**Your instructions**
Each entry below should be restated word for word, without any picture it contains.

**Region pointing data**
-- Opening Marker --

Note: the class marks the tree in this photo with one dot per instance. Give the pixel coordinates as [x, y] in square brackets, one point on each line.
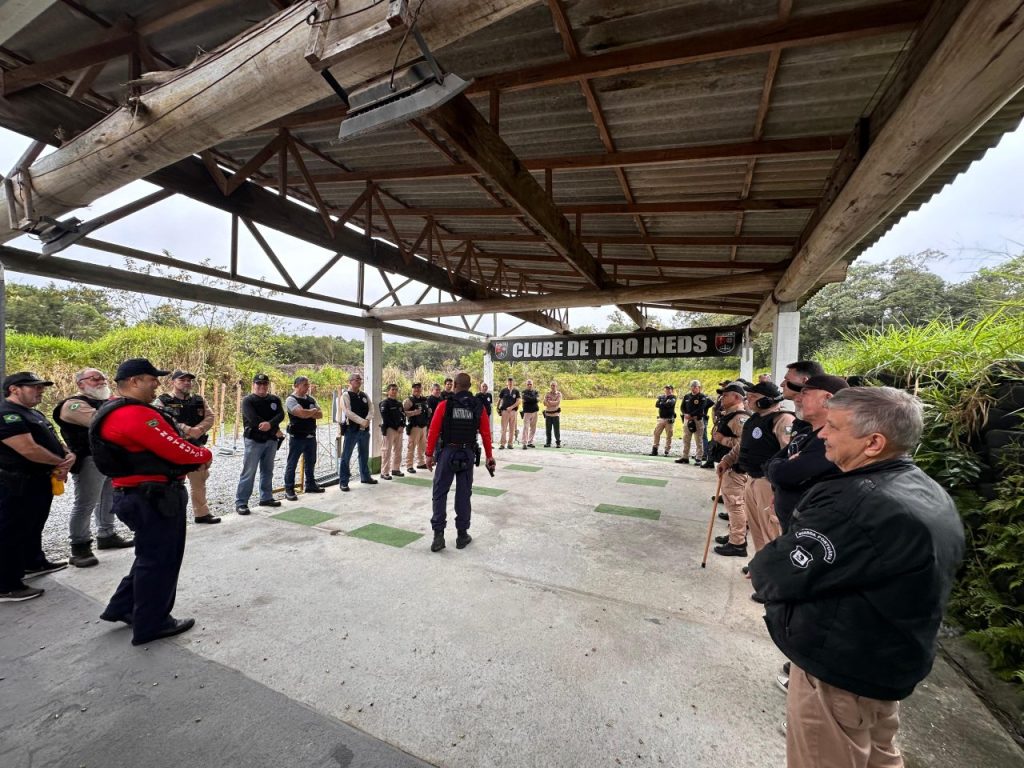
[76, 312]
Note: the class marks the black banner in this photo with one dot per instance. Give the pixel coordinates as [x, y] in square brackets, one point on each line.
[693, 342]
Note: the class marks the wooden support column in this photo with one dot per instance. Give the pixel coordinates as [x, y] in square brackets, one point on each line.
[972, 71]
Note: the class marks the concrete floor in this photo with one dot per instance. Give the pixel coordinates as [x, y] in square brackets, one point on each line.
[560, 637]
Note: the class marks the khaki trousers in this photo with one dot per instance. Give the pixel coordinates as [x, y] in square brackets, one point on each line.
[667, 426]
[391, 452]
[828, 727]
[416, 446]
[197, 486]
[697, 435]
[733, 484]
[508, 425]
[528, 428]
[761, 512]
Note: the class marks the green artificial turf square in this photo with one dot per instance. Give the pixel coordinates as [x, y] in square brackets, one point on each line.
[304, 516]
[385, 535]
[414, 481]
[488, 492]
[614, 509]
[643, 481]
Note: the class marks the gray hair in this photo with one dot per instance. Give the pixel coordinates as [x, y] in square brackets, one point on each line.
[890, 412]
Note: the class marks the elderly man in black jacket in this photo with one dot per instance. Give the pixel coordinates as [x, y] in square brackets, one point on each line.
[856, 589]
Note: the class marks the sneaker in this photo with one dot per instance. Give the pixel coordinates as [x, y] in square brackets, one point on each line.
[45, 567]
[731, 550]
[16, 596]
[114, 542]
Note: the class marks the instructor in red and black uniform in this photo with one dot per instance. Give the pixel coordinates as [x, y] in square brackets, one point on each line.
[141, 449]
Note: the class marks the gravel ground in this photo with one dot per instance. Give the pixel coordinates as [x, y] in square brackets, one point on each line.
[226, 468]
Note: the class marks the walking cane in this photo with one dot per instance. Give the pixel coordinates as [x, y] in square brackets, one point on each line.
[711, 525]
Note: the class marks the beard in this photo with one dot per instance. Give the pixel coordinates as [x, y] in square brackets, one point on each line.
[99, 393]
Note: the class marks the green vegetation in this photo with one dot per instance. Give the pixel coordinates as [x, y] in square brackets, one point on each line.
[961, 370]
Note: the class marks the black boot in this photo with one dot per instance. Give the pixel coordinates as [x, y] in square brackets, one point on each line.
[81, 555]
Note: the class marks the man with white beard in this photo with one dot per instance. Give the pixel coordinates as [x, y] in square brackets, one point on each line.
[93, 494]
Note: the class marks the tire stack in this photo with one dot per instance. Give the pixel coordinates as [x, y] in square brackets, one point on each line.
[1003, 432]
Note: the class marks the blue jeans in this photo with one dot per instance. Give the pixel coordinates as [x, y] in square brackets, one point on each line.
[306, 448]
[257, 455]
[444, 473]
[354, 438]
[93, 498]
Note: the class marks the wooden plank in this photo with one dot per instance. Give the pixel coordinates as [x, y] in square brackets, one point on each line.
[487, 153]
[972, 70]
[805, 31]
[660, 291]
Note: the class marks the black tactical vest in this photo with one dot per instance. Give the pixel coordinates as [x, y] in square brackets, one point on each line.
[302, 426]
[76, 435]
[758, 443]
[423, 420]
[188, 412]
[462, 420]
[42, 432]
[666, 407]
[115, 461]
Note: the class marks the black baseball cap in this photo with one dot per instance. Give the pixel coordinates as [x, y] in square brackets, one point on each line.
[824, 381]
[137, 367]
[25, 378]
[765, 388]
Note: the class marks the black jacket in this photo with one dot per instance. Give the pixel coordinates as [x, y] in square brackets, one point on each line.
[795, 469]
[856, 589]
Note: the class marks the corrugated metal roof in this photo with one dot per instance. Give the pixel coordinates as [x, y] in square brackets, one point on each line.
[818, 91]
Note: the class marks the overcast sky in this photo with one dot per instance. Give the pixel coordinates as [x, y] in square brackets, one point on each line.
[977, 221]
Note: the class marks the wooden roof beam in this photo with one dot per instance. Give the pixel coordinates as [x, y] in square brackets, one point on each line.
[761, 38]
[692, 289]
[961, 71]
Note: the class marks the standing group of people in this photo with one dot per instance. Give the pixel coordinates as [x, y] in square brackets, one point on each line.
[511, 399]
[856, 550]
[693, 411]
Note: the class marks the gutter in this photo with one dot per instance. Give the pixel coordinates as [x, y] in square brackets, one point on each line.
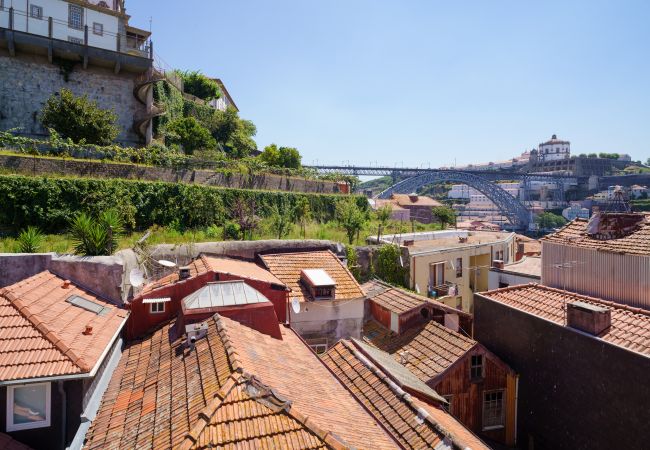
[90, 374]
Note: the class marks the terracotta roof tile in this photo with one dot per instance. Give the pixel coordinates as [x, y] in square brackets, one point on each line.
[394, 408]
[630, 326]
[431, 347]
[287, 267]
[575, 235]
[237, 389]
[8, 443]
[41, 333]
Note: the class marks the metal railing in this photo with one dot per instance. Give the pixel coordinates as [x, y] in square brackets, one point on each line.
[22, 21]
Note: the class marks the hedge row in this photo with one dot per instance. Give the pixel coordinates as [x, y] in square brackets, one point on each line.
[48, 203]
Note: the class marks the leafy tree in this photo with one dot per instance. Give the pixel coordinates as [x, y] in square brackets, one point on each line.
[197, 84]
[30, 240]
[350, 217]
[389, 268]
[281, 219]
[302, 214]
[96, 236]
[288, 157]
[548, 220]
[444, 214]
[232, 132]
[189, 133]
[79, 119]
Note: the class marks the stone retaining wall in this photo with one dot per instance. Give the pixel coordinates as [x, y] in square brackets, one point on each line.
[27, 165]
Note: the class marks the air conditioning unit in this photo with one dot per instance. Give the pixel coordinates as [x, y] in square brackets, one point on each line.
[195, 332]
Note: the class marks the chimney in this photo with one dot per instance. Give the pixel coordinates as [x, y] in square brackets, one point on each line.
[589, 318]
[183, 273]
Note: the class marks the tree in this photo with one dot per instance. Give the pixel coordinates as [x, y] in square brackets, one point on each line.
[232, 132]
[93, 237]
[350, 217]
[548, 220]
[189, 133]
[444, 214]
[30, 240]
[198, 85]
[281, 219]
[302, 214]
[79, 119]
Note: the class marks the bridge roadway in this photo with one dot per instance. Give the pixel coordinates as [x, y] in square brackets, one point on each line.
[491, 175]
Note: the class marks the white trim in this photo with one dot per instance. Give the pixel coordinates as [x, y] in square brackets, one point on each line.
[30, 425]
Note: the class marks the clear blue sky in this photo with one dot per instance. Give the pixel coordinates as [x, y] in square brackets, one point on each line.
[420, 81]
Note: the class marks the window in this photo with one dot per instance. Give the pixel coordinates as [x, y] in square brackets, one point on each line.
[493, 412]
[28, 406]
[476, 368]
[448, 406]
[75, 17]
[36, 11]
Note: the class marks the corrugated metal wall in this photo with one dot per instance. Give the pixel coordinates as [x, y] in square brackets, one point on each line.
[619, 278]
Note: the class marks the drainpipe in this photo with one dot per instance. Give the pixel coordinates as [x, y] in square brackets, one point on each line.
[64, 418]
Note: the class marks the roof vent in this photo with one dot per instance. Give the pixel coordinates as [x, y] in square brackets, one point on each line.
[589, 318]
[320, 285]
[184, 273]
[195, 332]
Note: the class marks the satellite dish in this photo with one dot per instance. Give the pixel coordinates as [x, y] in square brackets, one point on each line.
[136, 277]
[295, 305]
[164, 262]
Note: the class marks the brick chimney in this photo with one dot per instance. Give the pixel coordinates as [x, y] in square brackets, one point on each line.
[589, 318]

-- Closing Marker --

**Expected answer**
Note: the class marks the tree in this photo with one dot per instance. Give the pixel coordinates as [x, y] in square brackets, one point on each line.
[76, 312]
Note: the class marks the black banner in this photo with one dot per instance. Give the pixel coordinates as [x, y] in square brackets, one point on each line.
[693, 342]
Note: the class marks the wooden support column in this photo with one dot per instance. Give the pixel coordinates as [x, y] in square brackets, one point on each line.
[972, 71]
Note: the class marks the concrete floor in this photo with one dot per instance. Give the pixel coordinates as [x, y] in square brackets, one point on each line.
[560, 637]
Note: the class marks the khaki trousers in this photo with one dot per instance. Give the pixel coordinates as [x, y] in square brackets, one point on each line.
[667, 426]
[391, 452]
[828, 727]
[416, 446]
[197, 486]
[697, 435]
[733, 484]
[508, 425]
[528, 428]
[761, 512]
Note: the class marks the green artificial turf square in this photo with one dot per instance. Give the pixel coordinates as [x, y] in square brackets, one point on each line.
[304, 516]
[385, 535]
[414, 481]
[488, 492]
[614, 509]
[643, 481]
Note: the class marks the gray hair in this photo with one dot per instance. Give the pixel coordinates as [x, y] in square brackets, one point on each line.
[890, 412]
Note: the class marks the elderly man in black jacket in this photo with one dot per instance. Give the pixel coordinates as [x, y] in square brackets, one point on each line.
[856, 589]
Note: the class marks the sneaker in this photo with one dot per instance. Give the pixel coordinates as [x, y] in square brackets, one point on each line.
[45, 567]
[731, 550]
[16, 596]
[114, 542]
Note: the class marks the instructor in red and black uniform in this photo with one dot per instance. Give the pixel coordinates as [x, y] in square brackets, one point on each line.
[141, 449]
Note: the class marks the gravel ground in this photo with one dot per instance. Give the pixel coordinates as [x, y] in square brackets, one point on each line.
[226, 468]
Note: the class marks the walking cane in this photo with one dot per instance. Give the pixel coordinates as [x, y] in square brackets, one point on each line.
[711, 525]
Note: the class marks the beard in this photo with one dot per instance. Give the pixel coordinates as [x, y] in square brackets, one point on each line.
[99, 393]
Note: the class marks the green vegetation in this photo with one dot per instance. Give the pixel coordinates as [x, y] in square brackets, one point on each line.
[961, 370]
Note: the class marks the black boot in this photo with one dot per instance. Give the pixel coordinates as [x, y] in square brackets, one point on each line.
[81, 555]
Note: the class marks the man with white beard in this photo with one dot per instance. Give the pixel coordinates as [x, y] in square brackets, one point on each line.
[93, 494]
Note: the class marks the tire stack in this photo with one dot per instance. Give the pixel coordinates as [x, y] in square brackets, one point on each line.
[1003, 432]
Note: the class marks the blue jeans in this photo with one dot per instance. Give the pixel coordinates as [x, y] in square brackets, one point on each line.
[306, 448]
[257, 455]
[444, 473]
[354, 438]
[93, 498]
Note: the class marks the wooden plank in this photo with one dot per instance. Give the pixel coordinates as [x, y] in square brackets, one point on each line.
[487, 153]
[972, 70]
[805, 31]
[660, 291]
Note: the class marks the black tactical vest in this photo with one dot per instance. Give the pixel coordinates as [x, y] in square brackets, one point on each line.
[302, 426]
[76, 435]
[758, 443]
[423, 420]
[188, 412]
[462, 420]
[42, 432]
[666, 407]
[115, 461]
Note: the class marks the black baseball cap in this photo with one dot per instance. Give the pixel coordinates as [x, y] in square brackets, one point on each line.
[824, 381]
[137, 367]
[25, 378]
[765, 388]
Note: the class marks the black jacket in this photo with one dot per instance. Give the pixel coordinates as [x, y] in square brackets, one point on each line.
[795, 469]
[856, 589]
Note: the class marks the corrugated metal roof in this photo with one dot per instance. Give the pixel coordinates as [x, y] in square brackets, one point on each line.
[818, 91]
Note: the class marks the overcast sky in this photo with one dot per instance. Give the pixel coordinates as [x, y] in square brackets, one point on each line.
[977, 221]
Note: the class marks the wooden roof beam in this photo with one dot per instance. Give the pixel coordinates as [x, y] in square brackets, one point on each line.
[761, 38]
[692, 289]
[961, 71]
Note: the class marks the standing group of people in this photo with one dot per instance. Give the pixel coordinates as [x, y] in square brackets, one point on each line.
[511, 399]
[856, 550]
[693, 411]
Note: the class marks the gutter in this photo with one dot per instance. Give the pixel coordinates as [x, y] in square brackets, one point on each line.
[90, 374]
Note: the class marks the terracotta roof tile in this photo with one dot per instance. Give the pixel coordinates as [x, y] in square brackets, one point on each line.
[394, 408]
[630, 326]
[431, 347]
[287, 267]
[575, 235]
[237, 389]
[8, 443]
[41, 333]
Note: the class marks the metal railing in this photo with one dot per instance. Give the pixel coordinates as [x, y] in square brackets, one point on each line.
[22, 21]
Note: the class marks the hedge row in this photo with one dot per instance. Give the pixel coordinates as [x, y] in square brackets, one point on each line.
[48, 203]
Note: the class marks the leafy tree in this photo with one dot per instance. Give the pixel coordinates as [x, y] in square brackets, one point on each line.
[197, 84]
[30, 240]
[350, 217]
[389, 268]
[281, 219]
[302, 214]
[96, 236]
[288, 157]
[548, 220]
[444, 214]
[232, 132]
[189, 133]
[79, 119]
Note: the class marks the stone retaining wall in this photo with one dot per instance. Give the pixel coordinates as [x, y] in square brackets, one point on each line.
[27, 165]
Note: the class marks the air conditioning unit in this photo with one dot per instance. Give the pixel coordinates as [x, y] in square brackets, one point on each line.
[195, 332]
Note: the class marks the chimney in this photo with one dot per instance. Give the pixel coordinates as [x, y] in square brackets, one point on each line.
[589, 318]
[183, 273]
Note: the class marks the tree in this photo with one dot per instance. Give the pixel coordinates as [x, y] in square brackets, one point on each line.
[232, 132]
[93, 237]
[350, 217]
[548, 220]
[189, 133]
[444, 214]
[30, 240]
[198, 85]
[281, 219]
[302, 214]
[79, 119]
Note: the class marks the bridge roadway in this photo with one dot per instance. Give the pixel coordinates as [x, y] in square brackets, one point on each line.
[491, 175]
Note: the class marks the white trim in this photo with one dot per instance. Give the pixel coordinates as [x, y] in square brackets, one point on each line.
[30, 425]
Note: the class marks the clear blue sky in this photo with one dot per instance. Give the pixel coordinates as [x, y] in square brackets, one point on each line.
[420, 81]
Note: the class marks the window in this photo with one dot per instance. Give the pixel coordinates as [x, y] in square brackets, one point on each line.
[493, 412]
[28, 406]
[476, 368]
[448, 406]
[75, 17]
[36, 11]
Note: the class marks the corrugated metal wall in this photo with one dot per instance. Give the pixel coordinates as [x, y] in square brackets, one point on each line.
[619, 278]
Note: the class marks the drainpipe in this photo with one dot per instance. Give the pixel coordinates as [x, y] in square brackets, one point on each line.
[64, 418]
Note: the class marks the roof vent in this photo with one dot per instance. Give the pixel coordinates as [x, y] in square brackets, one point on each line.
[589, 318]
[320, 285]
[184, 273]
[195, 332]
Note: the class marks the satellite dish in this photo with one dot per instance. Give the pixel coordinates as [x, y] in square brackets, one point on each line.
[136, 277]
[295, 305]
[164, 262]
Note: the class marks the brick chimney in this photo with one dot per instance. Give the pixel coordinates as [x, y] in square brackets, one point on each line.
[589, 318]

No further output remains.